───── RECORDS SUPPLIED ─────

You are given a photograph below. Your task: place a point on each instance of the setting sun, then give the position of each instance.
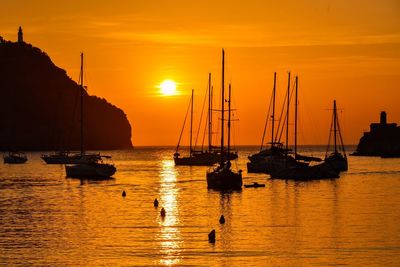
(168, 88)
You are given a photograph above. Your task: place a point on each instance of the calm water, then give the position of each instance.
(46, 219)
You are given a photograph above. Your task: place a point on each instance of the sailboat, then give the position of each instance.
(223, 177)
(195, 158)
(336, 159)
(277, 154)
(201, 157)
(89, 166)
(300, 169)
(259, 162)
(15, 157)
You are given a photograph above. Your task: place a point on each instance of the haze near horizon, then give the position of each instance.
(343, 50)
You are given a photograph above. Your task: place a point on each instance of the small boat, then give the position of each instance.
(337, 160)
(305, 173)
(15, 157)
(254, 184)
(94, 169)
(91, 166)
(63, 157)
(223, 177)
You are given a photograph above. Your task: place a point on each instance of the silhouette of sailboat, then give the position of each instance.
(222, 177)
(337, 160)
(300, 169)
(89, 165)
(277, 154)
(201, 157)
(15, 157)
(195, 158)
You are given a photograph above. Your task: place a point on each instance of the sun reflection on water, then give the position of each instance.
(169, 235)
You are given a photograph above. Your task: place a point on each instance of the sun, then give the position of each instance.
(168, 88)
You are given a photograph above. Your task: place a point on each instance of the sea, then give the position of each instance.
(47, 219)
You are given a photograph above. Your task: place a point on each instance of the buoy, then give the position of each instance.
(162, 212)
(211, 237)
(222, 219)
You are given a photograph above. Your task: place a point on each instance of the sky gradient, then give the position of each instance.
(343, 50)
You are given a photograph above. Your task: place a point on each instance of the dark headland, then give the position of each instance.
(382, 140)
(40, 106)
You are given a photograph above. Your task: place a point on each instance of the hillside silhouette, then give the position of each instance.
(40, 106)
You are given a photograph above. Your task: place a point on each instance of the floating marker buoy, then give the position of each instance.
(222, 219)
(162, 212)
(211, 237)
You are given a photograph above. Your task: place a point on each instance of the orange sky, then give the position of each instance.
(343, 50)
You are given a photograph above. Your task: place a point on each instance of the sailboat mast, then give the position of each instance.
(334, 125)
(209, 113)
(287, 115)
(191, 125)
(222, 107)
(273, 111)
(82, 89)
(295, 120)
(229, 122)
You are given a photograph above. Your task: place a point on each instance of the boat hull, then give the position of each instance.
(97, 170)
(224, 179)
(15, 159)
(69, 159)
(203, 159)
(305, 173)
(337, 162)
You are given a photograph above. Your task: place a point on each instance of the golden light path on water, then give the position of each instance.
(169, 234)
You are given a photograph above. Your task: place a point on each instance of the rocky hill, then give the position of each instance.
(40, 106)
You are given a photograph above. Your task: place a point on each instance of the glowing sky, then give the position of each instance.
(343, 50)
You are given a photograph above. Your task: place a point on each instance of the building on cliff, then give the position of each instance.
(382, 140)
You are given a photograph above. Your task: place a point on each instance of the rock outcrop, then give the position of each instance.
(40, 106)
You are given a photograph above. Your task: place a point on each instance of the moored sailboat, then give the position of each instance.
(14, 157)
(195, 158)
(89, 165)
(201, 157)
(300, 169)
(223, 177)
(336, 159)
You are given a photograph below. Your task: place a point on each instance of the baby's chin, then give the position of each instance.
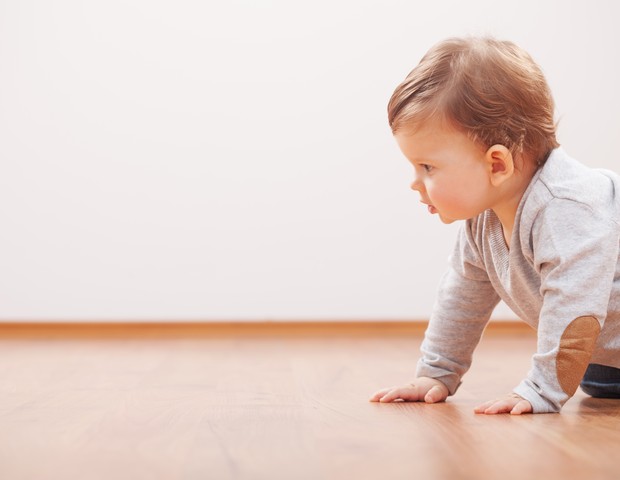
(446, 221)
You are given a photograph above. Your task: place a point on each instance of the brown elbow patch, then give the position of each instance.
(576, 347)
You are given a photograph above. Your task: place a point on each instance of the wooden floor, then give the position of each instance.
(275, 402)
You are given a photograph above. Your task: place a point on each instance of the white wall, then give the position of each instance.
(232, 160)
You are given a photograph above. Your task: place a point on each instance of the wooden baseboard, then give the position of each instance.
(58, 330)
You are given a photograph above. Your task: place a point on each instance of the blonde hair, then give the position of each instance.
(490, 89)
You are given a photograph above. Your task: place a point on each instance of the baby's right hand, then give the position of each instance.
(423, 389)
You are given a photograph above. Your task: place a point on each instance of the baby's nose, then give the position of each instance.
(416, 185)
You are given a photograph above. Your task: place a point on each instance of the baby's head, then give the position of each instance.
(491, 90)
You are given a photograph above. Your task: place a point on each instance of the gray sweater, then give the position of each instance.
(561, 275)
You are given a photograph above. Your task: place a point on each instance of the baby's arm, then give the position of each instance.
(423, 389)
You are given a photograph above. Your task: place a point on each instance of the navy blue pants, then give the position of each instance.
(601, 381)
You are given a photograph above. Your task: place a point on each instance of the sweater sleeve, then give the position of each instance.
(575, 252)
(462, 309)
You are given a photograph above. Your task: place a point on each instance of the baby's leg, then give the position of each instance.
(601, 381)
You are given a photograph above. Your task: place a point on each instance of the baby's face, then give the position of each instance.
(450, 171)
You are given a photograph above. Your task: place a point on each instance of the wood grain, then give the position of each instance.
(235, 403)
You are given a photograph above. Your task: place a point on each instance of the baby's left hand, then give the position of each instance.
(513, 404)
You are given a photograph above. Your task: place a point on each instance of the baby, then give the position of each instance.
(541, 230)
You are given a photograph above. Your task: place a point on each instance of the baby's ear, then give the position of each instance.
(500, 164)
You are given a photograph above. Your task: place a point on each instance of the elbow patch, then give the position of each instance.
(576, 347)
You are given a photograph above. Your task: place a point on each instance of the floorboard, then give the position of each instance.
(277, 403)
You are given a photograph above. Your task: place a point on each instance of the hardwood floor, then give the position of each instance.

─────

> **INSTRUCTIONS FOR THE TASK**
Copy the data character for character, but drop all pictures from the copy.

> **ANSWER FOR THIS EXERCISE**
You are given a photograph below. Your task: place a point on each instance of the setting sun, then give the position of each instance.
(168, 88)
You are given a photograph above. Your task: place a point on each instance of the calm water, then give the position of each instance.
(46, 219)
You are given a photograph above. Your task: place a point on each instance of the sailboat, then give the position of each instance.
(223, 177)
(195, 158)
(336, 159)
(277, 154)
(201, 157)
(89, 166)
(300, 169)
(259, 162)
(15, 157)
You are given a photograph above. Your task: place a point on each instance of the haze near horizon, then give the position of each instance.
(343, 50)
You are given a photograph above. Your task: place a point on each instance of the small boat, then give the position of each instance.
(337, 160)
(305, 173)
(15, 157)
(254, 184)
(94, 169)
(91, 166)
(63, 157)
(223, 177)
You are given a photograph above. Your task: place a point on each instance of the silhouette of sailboat, then give the position of each instance.
(222, 177)
(337, 160)
(300, 169)
(89, 165)
(277, 154)
(201, 157)
(15, 157)
(195, 158)
You are given a photograph above. Your task: place a point on each instance of the sun reflection on water, then give the position of each instance.
(169, 235)
You are given a photograph above. Your task: place a point on each instance of the sun, then give the position of each instance.
(168, 88)
You are given a photograph above. Your task: place a point on each instance of the sea, then give the position of each instance.
(47, 219)
You are given a photograph above. Your task: place a point on each instance of the buoy, then give the position of each instance.
(162, 212)
(211, 237)
(222, 219)
You are given a photograph above. Your task: place a point on each instance of the sky gradient, then give the position of each instance.
(343, 50)
You are given a photograph above. Your task: place a point on each instance of the dark headland, then give the position of each instance.
(382, 140)
(40, 106)
You are given a photograph above. Your task: place a point on each instance of the hillside silhouette, then give the position of each instance.
(40, 106)
You are given a photograph above. Your task: place a point on each instance of the floating marker buoy, then give the position of each instance.
(222, 219)
(162, 212)
(211, 237)
You are given a photograph above. Your task: place a point on each instance of the orange sky, then give the position of each instance.
(343, 50)
You are given a photograph above. Your task: place a point on each instance of the sailboat mast, then give the position of each instance.
(334, 125)
(209, 113)
(287, 115)
(191, 125)
(222, 107)
(273, 111)
(82, 89)
(295, 120)
(229, 122)
You are given a photograph above. Your task: place a point on each instance of the boat hull, then give the position of each instance.
(97, 170)
(224, 179)
(15, 159)
(69, 159)
(203, 159)
(305, 173)
(337, 162)
You are given a photograph above. Your task: place a point on each instance of the golden light path on water, then give the position of each instance.
(169, 234)
You are given a photograph above. Your task: place a point on each instance of the rocky hill, then give the position of each instance.
(40, 106)
You are given a photograph above. Your task: place a point on each instance of the glowing sky, then give the position of each instance.
(343, 50)
You are given a photograph above. Your task: place a point on each instance of the building on cliff, then give the position of each instance.
(382, 140)
You are given a photograph above. Your task: place a point on each instance of the rock outcrop, then give the position of each instance.
(40, 106)
You are given a photograph above. Your task: place a point on each instance of the moored sailboat, then give the position of each instance.
(14, 157)
(195, 158)
(89, 165)
(201, 157)
(300, 169)
(223, 177)
(336, 159)
You are given a photograph below. Your task: place a point on each instance of the baby's chin, then give the position of each instance.
(446, 221)
You are given a photograph above. Your task: place a point on each instance of the brown elbow patch, then give the position of each instance.
(576, 347)
You are given a photograph above. Your task: place a point on each instance of the wooden floor, then give the position of each instance.
(275, 402)
You are given a photograph above. Your task: place a point on each instance of the white wall, then give the position of each instance.
(232, 160)
You are given a photograph above. Your task: place a point on each instance of the wooden baseboard, then give the position of each instance.
(58, 330)
You are given a photograph above. Your task: place a point on each instance of the blonde hair, then give the position of each instance.
(490, 89)
You are given a photograph above. Your task: place a point on each instance of the baby's right hand, then give the position of each instance.
(423, 389)
You are given a photograph above. Your task: place a point on each instance of the baby's nose, then give the position of each instance.
(416, 185)
You are given a photograph above. Your task: place a point on each instance of the baby's head, then give the position of each instance.
(491, 90)
You are given a photograph above. Your task: place a point on each instance of the gray sweater, then give the position of each instance.
(561, 275)
You are given a photograph above. Your task: place a point on each instance of the baby's arm, then give the position of each instance.
(423, 389)
You are given a photograph above. Your task: place a point on each instance of the navy blue pants, then give the position of each instance.
(601, 381)
You are given a photograph above. Your task: place a point on each instance of the sweater sleeve, then give the position of each instance.
(575, 252)
(462, 309)
You are given a photograph above. Your task: place a point on each instance of the baby's leg, then give the position of each instance.
(601, 381)
You are given a photograph above. Your task: place a point on each instance of the baby's face, then give the position of each instance.
(450, 171)
You are given a photograph above. Your task: place a point on each instance of the wood grain, then give the position of each instance.
(235, 403)
You are given a photograph above. Your task: place a point on each instance of the baby's left hand, then give the position of each instance.
(513, 404)
You are given a photograph above. Your task: place a point on each instance of the baby, then give the position of each instance.
(541, 230)
You are given a photograph above. Your task: place a point on each instance of the baby's ear, then give the position of each instance.
(500, 164)
You are given a photograph above. Your task: place a point on each instance of the elbow patch, then give the position of each instance.
(576, 347)
You are given a photograph above. Your task: place a point on each instance of the floorboard, then give the position of each instance.
(277, 403)
You are given a photograph above. Your task: place a point on each instance of the hardwood floor, then give the position of each instance.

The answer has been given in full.